### [ACTION ITEM]
Apart from the pictures, every entry should be reproduced exactly.

### [RECORDS TO PROCESS]
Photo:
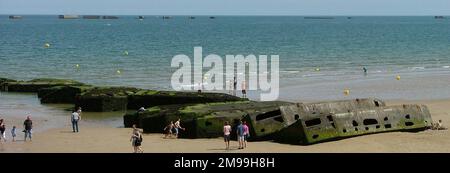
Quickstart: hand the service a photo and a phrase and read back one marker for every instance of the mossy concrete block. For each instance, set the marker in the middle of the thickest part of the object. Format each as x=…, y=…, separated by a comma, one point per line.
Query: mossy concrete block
x=149, y=98
x=36, y=84
x=4, y=81
x=313, y=127
x=104, y=99
x=339, y=106
x=61, y=94
x=196, y=117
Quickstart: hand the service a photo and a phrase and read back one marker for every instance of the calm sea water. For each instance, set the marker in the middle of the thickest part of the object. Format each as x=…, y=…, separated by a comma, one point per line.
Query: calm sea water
x=418, y=48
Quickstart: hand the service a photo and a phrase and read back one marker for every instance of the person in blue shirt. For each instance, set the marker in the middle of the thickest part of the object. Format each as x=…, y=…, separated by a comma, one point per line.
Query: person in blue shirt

### [RESPONSE AREA]
Photo:
Quickstart: hand the service a photo and a phrase and read back one marker for every instance of the mossy concrete block. For each instance, set the marker in the middle of the thickest part of the object. Format each as x=…, y=…, separated by a comma, one point per line.
Query: mossy concrete block
x=149, y=98
x=36, y=84
x=4, y=81
x=313, y=127
x=104, y=99
x=339, y=106
x=61, y=94
x=196, y=117
Quickstart: hand the service a photo and a phrase and read back one marker for every instance of the calm sea water. For each instance, set the marker in the middle of the thickest part of the object. Format each as x=…, y=…, separated by a comma, one point per line.
Query: calm sea water
x=418, y=48
Quickstart: hand the service a photo and a phrase and read back one marker for every instance of the person in blue shirt. For each instance, set the marker in the middle of the thickest part of the object. Format each as x=…, y=…, separated by a comma, one point per line.
Query: person in blue shirt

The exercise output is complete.